[YOUR TASK]: Beginning with the line that includes "Tag the dark" and ending with the last line, print the records exactly, leaving every picture out.

[INFORMATION PROVIDED]:

· · ·

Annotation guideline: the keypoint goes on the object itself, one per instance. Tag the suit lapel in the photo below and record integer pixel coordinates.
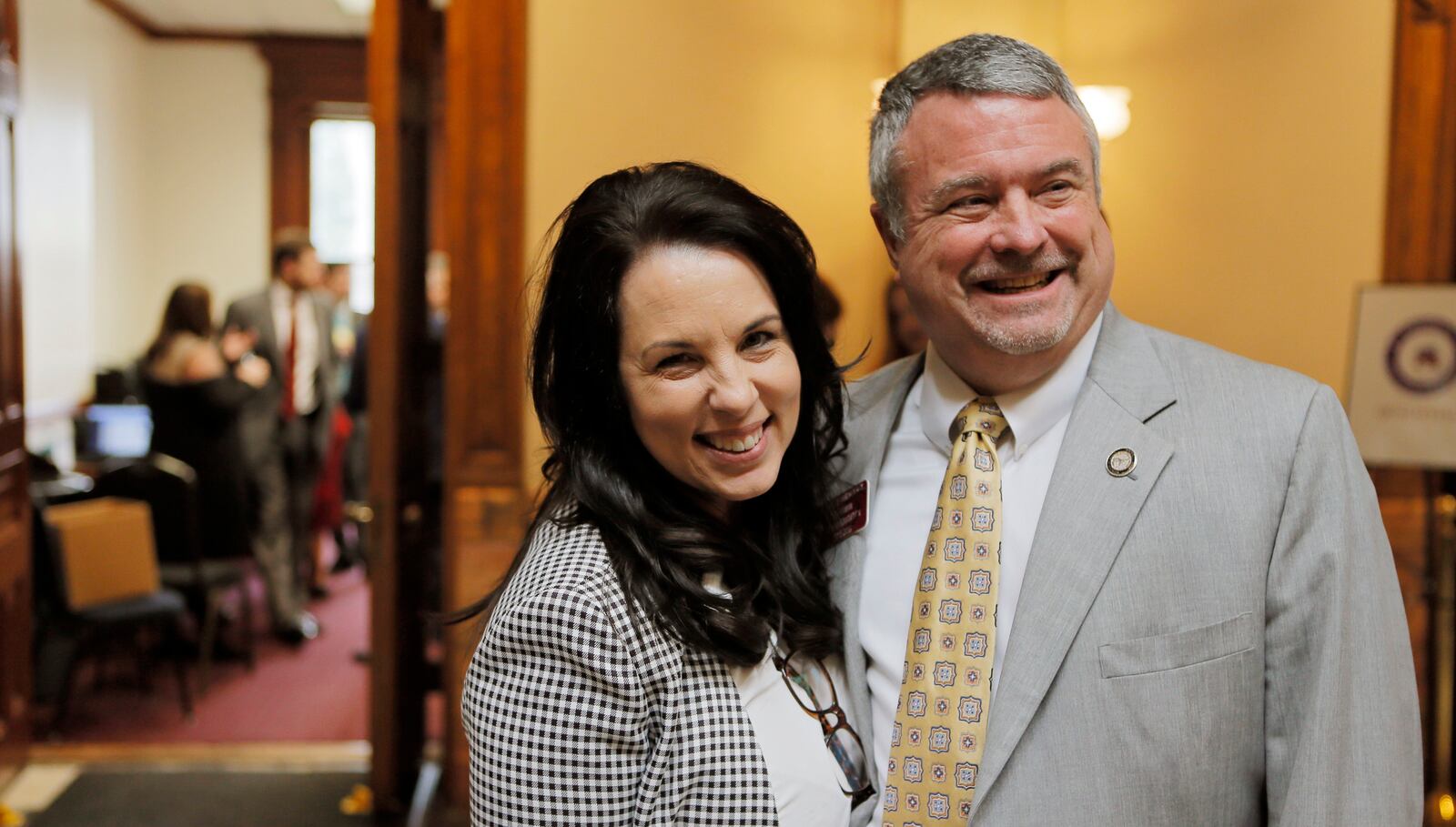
(267, 331)
(873, 408)
(1085, 519)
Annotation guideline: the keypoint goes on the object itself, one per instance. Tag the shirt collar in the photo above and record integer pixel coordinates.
(1030, 411)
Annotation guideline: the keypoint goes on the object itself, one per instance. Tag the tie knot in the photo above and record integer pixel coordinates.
(980, 415)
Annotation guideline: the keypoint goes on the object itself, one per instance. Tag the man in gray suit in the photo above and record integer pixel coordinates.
(1198, 618)
(286, 427)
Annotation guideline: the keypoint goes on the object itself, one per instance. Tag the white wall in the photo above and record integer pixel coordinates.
(138, 164)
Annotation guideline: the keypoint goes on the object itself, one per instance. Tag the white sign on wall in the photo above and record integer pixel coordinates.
(1402, 392)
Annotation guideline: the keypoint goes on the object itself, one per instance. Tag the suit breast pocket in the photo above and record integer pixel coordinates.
(1176, 650)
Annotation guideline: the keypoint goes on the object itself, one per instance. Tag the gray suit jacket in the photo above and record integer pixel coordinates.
(580, 710)
(1216, 638)
(259, 419)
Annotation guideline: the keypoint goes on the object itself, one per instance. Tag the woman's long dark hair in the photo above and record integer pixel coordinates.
(189, 309)
(659, 536)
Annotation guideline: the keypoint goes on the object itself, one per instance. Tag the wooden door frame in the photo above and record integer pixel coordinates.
(485, 371)
(15, 502)
(400, 53)
(1420, 247)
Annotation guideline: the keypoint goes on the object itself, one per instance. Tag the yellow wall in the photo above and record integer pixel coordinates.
(776, 95)
(1247, 198)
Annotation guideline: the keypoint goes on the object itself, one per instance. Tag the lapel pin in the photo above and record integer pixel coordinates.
(1121, 462)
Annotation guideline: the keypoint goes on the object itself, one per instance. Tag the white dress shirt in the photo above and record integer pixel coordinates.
(306, 368)
(905, 501)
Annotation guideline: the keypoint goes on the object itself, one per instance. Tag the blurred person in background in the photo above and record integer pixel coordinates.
(286, 427)
(906, 334)
(339, 473)
(829, 309)
(662, 651)
(197, 383)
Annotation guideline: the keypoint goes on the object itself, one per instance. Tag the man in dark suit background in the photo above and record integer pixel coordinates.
(286, 427)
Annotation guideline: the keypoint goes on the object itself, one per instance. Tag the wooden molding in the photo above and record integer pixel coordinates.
(305, 76)
(485, 370)
(153, 31)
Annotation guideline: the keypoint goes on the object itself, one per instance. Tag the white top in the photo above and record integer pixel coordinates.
(804, 776)
(905, 501)
(306, 368)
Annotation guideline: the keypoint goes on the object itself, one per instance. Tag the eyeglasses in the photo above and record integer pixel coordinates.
(810, 684)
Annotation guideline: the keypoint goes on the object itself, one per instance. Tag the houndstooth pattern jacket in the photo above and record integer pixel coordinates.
(580, 710)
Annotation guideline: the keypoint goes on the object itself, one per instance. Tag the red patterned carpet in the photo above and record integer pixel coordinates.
(318, 691)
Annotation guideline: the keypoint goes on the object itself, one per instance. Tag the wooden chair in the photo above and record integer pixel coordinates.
(169, 487)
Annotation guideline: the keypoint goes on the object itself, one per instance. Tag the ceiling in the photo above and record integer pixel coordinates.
(249, 16)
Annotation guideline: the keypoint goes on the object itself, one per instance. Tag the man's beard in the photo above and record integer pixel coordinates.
(1014, 339)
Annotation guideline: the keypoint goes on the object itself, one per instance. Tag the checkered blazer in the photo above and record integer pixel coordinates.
(580, 710)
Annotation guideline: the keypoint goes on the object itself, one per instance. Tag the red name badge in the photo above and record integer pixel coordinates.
(851, 511)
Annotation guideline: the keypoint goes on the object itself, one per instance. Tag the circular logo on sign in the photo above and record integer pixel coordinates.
(1421, 357)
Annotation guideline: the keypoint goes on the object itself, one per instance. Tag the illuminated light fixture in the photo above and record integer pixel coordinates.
(1108, 108)
(875, 87)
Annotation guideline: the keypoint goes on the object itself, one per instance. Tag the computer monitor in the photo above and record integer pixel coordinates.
(114, 431)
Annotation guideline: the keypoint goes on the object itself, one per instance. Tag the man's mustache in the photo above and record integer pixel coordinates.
(1018, 267)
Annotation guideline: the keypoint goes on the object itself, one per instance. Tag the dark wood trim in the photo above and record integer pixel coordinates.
(485, 375)
(152, 31)
(1420, 245)
(400, 60)
(16, 581)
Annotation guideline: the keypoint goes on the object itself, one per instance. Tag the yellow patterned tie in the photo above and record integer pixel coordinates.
(935, 747)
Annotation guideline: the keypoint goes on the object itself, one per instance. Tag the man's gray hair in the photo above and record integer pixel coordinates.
(975, 65)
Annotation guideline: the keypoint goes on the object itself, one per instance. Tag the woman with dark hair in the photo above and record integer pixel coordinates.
(196, 383)
(662, 648)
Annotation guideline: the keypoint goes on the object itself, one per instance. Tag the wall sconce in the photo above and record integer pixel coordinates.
(1108, 108)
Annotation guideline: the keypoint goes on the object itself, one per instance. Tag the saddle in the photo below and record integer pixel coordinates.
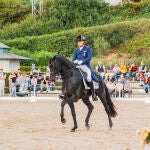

· · ·

[TASK ANSWER]:
Annotation guideline: the keypoint goes on the object itself, one per instance. Tag the dark wood trim in the photo above and record integer pixel coordinates.
(485, 375)
(152, 31)
(1420, 245)
(400, 60)
(16, 581)
Annotation guideline: the keypoint goes on the object itself, one per instance. Tag the yellow patterned tie in the photo above and record integer pixel coordinates.
(935, 747)
Annotation guideline: the keypoint goes on the object itself, one per instance. Tag the man's gray hair in the photo above and record integer pixel coordinates.
(975, 65)
Annotation guideline: the keypoint goes on the object itself, one per instance. Tag the woman with dark hair in the photo above and record integer pixel coordinates.
(196, 383)
(662, 648)
Annotation guideline: the keypoint goes on the object itself, one per instance. Tag the wall sconce in the photo above and record integer pixel coordinates.
(1108, 108)
Annotation guideline: the keypoint goes on the object itself, one per instance. Tag the saddle in the photo below and record integer pixel coordinates.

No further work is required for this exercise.